Written task A: In the forum thread about new skins, which forum program does the first poster say their video game forum has used for the longest time?
Written task B: In the forum thread about new skins, explain why Schwarzkreuz considers the current skin good for viewing maps.

# Main > Technical Support and Notices >  New Forum Skins?

## Oddly Otter

My forum experiences come from a long running video game forum that's been around since 1998, although i've only been there since 2004. We've been through several different forum programs but the one we've had for the longest time period is vbulletin. I see that you guys also use this. I'm on staff over there and we like to give our members more selection when it comes to forum skins. While I like this brown, I was curious if there were any more available. But alas there isn't. 

Is there a chance to get more skins or have I just been spoiled to too many skins hehe


I know it's a silly request as you've been having other more important site issues but it'd be nifty if there were some more  :Very Happy:

----------


## Schwarzkreuz

I dont know, I am use to this skin and its good for map display. Like putting the maps on an old table. Make it more light and its disrupting with the contrasts, same with darker. I havent think about this but now I see, at least for me The skin is perfect to look at maps.

----------


## Oddly Otter

I think my problem is the light text. I'm more of a fan of the dark text on a light background rather than the other way around. I know a lot of people prefer the darker with light text though.

----------


## K4GAP

I also run a forum that I use vBulletin on. And, I also create styles for my forum. I have a mix of dark and light colored styles for those that like to use one or the other. I find the style on this site to be rather pleasant and easy on the old eyes. Good job for ever who the webmaster is.

----------

Coordinate annotation entries:

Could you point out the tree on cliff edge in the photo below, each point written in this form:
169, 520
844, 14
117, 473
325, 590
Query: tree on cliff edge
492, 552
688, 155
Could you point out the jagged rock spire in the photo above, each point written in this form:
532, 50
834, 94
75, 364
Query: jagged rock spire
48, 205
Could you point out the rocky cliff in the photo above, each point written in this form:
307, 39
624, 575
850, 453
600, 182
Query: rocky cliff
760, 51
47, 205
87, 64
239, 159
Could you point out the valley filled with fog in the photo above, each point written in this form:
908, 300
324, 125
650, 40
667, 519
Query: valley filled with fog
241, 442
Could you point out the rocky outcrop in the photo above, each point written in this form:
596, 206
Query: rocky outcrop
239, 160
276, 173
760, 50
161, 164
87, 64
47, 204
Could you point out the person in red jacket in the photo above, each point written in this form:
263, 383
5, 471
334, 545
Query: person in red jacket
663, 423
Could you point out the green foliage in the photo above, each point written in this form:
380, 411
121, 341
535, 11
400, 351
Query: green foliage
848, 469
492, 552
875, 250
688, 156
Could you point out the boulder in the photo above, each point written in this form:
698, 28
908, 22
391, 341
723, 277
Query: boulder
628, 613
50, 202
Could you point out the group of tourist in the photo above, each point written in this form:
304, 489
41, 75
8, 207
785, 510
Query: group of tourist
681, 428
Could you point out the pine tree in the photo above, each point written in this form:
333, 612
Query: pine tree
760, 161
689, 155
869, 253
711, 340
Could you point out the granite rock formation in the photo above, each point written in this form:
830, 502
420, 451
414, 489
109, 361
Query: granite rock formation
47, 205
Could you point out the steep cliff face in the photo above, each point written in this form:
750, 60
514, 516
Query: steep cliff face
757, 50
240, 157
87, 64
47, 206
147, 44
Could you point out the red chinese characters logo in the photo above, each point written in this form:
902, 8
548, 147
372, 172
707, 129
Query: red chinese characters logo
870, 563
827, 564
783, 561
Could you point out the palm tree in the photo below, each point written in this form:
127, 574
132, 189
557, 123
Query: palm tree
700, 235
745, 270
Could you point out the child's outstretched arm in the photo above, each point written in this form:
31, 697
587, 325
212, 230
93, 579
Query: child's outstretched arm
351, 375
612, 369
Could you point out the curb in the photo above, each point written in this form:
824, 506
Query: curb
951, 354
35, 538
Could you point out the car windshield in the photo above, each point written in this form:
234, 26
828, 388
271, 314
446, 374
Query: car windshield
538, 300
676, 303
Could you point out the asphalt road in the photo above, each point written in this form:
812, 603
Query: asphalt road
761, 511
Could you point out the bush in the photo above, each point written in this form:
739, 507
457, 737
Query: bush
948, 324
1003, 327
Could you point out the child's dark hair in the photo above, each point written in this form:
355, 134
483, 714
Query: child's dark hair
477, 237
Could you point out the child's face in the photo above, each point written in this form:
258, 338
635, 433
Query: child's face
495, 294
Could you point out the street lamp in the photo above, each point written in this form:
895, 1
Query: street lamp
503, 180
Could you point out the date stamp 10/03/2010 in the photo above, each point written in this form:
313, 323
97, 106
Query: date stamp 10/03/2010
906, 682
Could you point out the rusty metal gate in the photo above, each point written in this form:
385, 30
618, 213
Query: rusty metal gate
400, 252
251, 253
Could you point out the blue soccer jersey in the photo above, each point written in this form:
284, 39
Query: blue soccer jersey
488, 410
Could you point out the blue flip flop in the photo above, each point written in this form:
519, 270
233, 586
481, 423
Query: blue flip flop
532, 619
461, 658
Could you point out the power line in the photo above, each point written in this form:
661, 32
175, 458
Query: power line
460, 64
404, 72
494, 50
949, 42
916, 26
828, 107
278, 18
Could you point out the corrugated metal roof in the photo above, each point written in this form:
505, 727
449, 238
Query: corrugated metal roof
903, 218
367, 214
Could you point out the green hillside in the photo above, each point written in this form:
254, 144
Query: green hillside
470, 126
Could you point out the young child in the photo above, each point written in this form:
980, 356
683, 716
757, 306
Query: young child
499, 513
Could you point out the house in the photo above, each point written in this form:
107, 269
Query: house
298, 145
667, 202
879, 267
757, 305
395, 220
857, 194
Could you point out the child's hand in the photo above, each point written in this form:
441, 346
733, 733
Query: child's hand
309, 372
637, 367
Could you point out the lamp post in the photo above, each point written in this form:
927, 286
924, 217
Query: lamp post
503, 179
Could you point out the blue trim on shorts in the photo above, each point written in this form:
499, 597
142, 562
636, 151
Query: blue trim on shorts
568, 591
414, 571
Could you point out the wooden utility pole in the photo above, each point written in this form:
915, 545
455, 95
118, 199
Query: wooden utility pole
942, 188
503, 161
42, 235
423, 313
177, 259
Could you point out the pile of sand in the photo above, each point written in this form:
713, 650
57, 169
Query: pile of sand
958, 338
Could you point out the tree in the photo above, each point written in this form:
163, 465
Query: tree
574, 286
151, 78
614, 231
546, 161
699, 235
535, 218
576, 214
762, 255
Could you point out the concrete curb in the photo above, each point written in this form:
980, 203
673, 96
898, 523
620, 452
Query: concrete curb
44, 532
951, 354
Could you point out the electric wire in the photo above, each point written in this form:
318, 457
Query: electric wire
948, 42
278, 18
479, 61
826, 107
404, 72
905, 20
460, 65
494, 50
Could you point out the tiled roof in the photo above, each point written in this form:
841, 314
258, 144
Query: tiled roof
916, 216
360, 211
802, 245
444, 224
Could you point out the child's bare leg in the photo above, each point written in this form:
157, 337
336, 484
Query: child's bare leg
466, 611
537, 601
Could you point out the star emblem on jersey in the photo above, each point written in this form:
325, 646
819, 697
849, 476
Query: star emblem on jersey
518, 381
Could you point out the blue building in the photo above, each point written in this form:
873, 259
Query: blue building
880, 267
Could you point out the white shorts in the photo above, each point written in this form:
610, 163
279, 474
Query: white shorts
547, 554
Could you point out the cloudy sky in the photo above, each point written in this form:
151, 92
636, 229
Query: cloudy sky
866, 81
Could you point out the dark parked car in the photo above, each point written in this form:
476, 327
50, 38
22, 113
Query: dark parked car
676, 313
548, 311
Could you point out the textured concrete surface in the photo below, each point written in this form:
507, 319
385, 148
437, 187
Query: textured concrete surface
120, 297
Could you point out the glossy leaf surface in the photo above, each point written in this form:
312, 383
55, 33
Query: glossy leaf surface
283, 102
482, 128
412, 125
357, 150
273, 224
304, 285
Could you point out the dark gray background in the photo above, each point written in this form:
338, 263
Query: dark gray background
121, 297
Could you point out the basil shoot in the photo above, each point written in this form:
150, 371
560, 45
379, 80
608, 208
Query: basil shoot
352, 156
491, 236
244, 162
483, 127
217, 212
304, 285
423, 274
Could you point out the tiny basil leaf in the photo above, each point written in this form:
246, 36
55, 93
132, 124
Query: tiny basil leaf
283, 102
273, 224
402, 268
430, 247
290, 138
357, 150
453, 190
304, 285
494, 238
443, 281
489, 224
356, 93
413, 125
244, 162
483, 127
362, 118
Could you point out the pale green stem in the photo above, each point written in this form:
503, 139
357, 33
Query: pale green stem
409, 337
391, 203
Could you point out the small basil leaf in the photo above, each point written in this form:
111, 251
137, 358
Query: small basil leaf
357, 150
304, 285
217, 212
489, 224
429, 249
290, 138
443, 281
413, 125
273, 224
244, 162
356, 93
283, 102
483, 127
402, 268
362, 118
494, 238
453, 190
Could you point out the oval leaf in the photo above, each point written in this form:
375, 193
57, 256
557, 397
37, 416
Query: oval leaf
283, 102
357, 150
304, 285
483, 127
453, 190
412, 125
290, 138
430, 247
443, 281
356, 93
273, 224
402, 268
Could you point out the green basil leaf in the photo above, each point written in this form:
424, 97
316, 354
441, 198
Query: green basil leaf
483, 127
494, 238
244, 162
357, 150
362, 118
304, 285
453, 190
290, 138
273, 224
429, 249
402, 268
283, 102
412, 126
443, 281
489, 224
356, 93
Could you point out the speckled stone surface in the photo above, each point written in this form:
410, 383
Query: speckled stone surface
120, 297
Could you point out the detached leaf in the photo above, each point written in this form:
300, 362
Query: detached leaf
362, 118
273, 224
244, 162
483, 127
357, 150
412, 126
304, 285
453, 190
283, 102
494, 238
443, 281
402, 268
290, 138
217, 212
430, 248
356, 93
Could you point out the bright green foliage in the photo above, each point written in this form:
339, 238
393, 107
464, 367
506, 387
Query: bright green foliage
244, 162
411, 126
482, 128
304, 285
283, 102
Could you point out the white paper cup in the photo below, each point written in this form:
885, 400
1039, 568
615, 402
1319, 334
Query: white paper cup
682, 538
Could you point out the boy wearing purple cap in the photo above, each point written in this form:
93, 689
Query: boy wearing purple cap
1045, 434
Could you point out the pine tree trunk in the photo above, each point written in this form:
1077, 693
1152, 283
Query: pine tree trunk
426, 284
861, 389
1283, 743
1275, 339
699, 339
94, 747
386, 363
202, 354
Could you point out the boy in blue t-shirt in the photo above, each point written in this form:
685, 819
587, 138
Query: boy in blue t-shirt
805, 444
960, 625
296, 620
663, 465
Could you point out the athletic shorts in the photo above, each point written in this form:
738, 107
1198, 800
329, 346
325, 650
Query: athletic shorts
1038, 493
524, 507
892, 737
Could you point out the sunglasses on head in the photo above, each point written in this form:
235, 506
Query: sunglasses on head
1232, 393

Full output A: vBulletin.

Full output B: Schwarzkreuz says the skin makes the maps look as if they were laid on an old table. Making the skin lighter would disrupt the contrasts, and making it darker would do the same.